• Alıntı Metin
•••••

Sait Faik, Haldun Taner, Oğuz Atay, Yaşar Kemal, Tomris Uyar ve Orhan Kemal başta olmak üzere Türk öykücülüğünün en değerli isimlerini ve çok değerli hikayelerini derledik.
1. Sait Faik Abasıyanık (1906-1954) – Alemdağ’da Var Bir Yılan
Alemdağ’da Var Bir Yılan, Sait Faik Abasıyanık’ın 1954’te hayatını kaybetmesinden önce yayımlanan son kitabı.
Alemdağ’da Var Bir Yılan, karamsarlığın ve yalnızlığın ön planda olduğu bir kitap. Ayrıca eserdeki hikayeler, diğer öykülerinden farklıdır. O zamana kadar çoğunluğu biyografik izler taşıyan, ancak başkalarına ait hikayeleri gerçekçi bir üslupla anlatırken, Alemdağ’da Var Bir Yılan’da kendi kişiliğini, kendi sorgulamalarını sürrealist bir anlatımla aktarıyor. Abasıyanık, kendi benliğini sorguluyor. Alemdağ’da Var Bir Yılan’da yer alan on yedi öykü, diğer Sait Faik öykülerine nazaran daha derin, taşıdığı anlamlar açısından daha karmaşık…
1954 tarihli Varlık Dergisi’nde yayımlanan Sait Faik’in Realitesi başlıklı yazısında Fikret Ürgüp “Onu tanıdıklarını sananlar bu son hikayeleri büyük bir dikkatle okurlarsa nasıl da tanımadıklarını görecek ve yeniden keşfedeceklerdir. O da kendini tanımaya uğraşıyordu zaten ve bu karışıklık içinden her gün yeni bir tarafı aydınlığa çıkıyordu.” diyor.
“Günlerden Cuma. Mektep tatil. Süleymaniye’de Kirazlı Mescit sokağında oturuyoruz. Ben on yedi yaşlarındayım. Münir Paşa Konağı’nın çam ağacını hatırlıyorum. Lisenin bahçesindeki büyük çam ağacı bir yangında yanmış olabilir. Münir Paşa Konağı’nın yağlı boya tavanları çoktan duman ve kül olmuştur. Tahtakuruları da yanmıştır. Yatağım, yorganım, gözyaşım yanmıştır. Havuzlar yanmıştır. Yapraklarını kışın dökmeyen ağaçlar yanmıştır. Anılar, anılar yanmıştır. Yanmış oğlu yanmıştır. Beni bugüne getiren kitaplar yanmıştır.”
“Yalnızlık dünyayı doldurmuş. Sevmek, bir insanı sevmekle başlar her şey. Burda her şey bir insanı sevmekle bitiyor.”

•••••

• Gösterilen Liste
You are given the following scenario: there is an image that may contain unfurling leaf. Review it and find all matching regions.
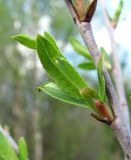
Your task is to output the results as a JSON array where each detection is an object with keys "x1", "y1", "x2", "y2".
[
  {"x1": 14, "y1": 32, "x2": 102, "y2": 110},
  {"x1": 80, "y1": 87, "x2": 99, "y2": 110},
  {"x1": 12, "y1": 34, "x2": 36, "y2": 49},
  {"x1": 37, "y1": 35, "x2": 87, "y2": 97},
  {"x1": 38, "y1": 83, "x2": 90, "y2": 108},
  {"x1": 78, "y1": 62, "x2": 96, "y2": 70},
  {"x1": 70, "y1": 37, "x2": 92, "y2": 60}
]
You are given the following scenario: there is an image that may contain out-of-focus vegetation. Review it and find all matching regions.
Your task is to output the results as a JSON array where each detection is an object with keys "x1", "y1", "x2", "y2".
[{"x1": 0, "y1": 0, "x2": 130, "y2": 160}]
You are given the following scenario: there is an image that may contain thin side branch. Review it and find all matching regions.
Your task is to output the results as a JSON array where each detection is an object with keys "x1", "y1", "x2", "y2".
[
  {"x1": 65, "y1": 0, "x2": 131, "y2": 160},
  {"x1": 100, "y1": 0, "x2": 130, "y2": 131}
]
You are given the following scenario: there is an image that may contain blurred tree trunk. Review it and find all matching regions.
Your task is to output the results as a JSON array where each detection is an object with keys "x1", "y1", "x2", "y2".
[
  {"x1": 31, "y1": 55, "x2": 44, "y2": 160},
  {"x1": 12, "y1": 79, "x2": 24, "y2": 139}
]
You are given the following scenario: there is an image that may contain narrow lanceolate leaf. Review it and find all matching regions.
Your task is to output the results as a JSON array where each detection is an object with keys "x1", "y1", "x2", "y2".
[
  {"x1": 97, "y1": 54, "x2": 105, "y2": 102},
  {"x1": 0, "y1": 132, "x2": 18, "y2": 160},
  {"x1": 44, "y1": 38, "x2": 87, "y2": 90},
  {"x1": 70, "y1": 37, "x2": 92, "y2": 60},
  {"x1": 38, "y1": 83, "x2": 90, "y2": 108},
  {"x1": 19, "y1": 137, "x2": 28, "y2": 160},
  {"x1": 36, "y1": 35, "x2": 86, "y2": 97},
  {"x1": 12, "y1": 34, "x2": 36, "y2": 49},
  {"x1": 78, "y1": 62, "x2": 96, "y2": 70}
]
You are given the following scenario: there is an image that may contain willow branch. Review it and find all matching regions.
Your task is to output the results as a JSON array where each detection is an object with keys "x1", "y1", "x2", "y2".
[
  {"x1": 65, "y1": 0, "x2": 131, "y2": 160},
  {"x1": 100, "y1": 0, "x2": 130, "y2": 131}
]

•••••

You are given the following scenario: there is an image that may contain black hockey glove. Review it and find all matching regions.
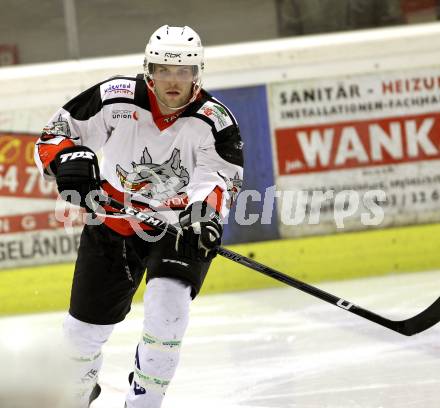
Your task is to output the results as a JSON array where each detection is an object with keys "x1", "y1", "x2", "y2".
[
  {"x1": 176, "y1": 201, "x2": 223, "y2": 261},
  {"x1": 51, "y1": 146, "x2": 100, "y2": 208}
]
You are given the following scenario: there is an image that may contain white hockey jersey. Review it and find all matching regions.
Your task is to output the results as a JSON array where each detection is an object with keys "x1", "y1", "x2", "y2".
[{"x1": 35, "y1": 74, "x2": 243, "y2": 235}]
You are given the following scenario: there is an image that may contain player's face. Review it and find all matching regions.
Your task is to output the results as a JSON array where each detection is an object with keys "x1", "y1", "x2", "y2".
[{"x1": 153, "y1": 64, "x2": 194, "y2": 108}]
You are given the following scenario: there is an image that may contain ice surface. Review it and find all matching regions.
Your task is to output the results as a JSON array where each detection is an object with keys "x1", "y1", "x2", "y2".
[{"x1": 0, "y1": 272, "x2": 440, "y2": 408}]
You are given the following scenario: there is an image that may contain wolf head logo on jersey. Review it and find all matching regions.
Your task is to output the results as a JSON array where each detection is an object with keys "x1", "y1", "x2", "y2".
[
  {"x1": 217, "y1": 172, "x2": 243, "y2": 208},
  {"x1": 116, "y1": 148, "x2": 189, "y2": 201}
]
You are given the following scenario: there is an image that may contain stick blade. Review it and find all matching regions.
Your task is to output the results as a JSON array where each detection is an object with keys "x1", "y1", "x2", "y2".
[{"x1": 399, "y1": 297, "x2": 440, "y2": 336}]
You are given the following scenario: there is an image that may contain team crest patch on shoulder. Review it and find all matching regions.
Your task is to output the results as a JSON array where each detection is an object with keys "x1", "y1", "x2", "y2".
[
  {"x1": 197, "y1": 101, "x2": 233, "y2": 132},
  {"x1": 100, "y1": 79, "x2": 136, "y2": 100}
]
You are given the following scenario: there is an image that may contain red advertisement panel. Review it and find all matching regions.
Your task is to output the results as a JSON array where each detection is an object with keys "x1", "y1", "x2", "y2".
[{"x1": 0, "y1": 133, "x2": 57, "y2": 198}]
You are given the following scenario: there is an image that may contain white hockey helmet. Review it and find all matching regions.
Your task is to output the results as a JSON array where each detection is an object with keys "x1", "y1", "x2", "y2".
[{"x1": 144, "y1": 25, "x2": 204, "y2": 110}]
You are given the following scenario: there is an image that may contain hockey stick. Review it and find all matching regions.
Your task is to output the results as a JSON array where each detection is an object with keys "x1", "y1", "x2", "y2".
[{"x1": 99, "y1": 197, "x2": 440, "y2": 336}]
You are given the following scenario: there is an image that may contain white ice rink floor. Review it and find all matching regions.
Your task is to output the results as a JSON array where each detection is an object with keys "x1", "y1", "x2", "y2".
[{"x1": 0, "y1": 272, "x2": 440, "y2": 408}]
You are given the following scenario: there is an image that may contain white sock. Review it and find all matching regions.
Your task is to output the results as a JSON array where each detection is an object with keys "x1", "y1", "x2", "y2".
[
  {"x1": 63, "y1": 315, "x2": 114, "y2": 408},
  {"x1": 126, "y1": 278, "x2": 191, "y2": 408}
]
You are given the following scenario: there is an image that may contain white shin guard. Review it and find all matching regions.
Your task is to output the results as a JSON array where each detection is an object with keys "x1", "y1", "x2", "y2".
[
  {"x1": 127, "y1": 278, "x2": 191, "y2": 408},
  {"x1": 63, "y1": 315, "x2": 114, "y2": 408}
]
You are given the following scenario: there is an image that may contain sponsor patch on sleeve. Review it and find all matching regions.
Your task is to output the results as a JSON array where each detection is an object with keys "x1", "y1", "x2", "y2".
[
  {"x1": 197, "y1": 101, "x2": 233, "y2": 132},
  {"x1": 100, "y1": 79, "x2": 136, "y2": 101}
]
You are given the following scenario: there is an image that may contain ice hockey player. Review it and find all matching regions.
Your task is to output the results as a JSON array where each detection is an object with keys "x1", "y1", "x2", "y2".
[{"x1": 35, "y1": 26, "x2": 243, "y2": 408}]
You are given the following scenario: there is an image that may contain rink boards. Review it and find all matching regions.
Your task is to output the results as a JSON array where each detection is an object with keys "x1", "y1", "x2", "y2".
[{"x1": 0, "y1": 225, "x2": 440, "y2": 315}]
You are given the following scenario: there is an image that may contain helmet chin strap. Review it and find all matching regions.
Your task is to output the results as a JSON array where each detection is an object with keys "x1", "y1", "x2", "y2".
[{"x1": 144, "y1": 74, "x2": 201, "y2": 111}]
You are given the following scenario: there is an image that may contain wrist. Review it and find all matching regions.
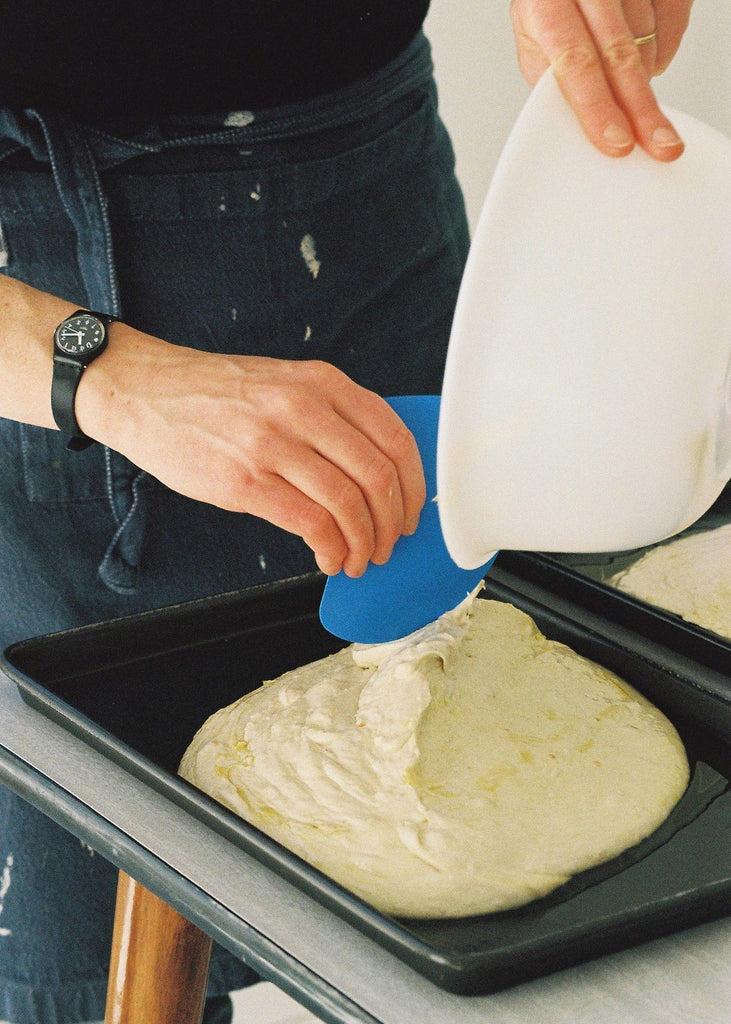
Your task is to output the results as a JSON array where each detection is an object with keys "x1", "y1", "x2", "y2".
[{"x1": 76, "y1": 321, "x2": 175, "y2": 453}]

•••••

• Yapılacaklar
**A.** Alıntı metne göre Alemdağ’da Var Bir Yılan'da kaç öykü yer alıyor?
**B.** Alıntı metinde "1. Sait Faik" ile başlayıp "yayımlanan son kitabı." sözlerine kadar süren bölümü, "son kitabı" ifadesini "son eseri" ile değiştirerek yeniden yazın.

• Görev Sonuçları
**A.** On yedi öykü yer alıyor.

**B.**
1. Sait Faik Abasıyanık (1906-1954) – Alemdağ’da Var Bir Yılan
Alemdağ’da Var Bir Yılan, Sait Faik Abasıyanık’ın 1954’te hayatını kaybetmesinden önce yayımlanan son eseri.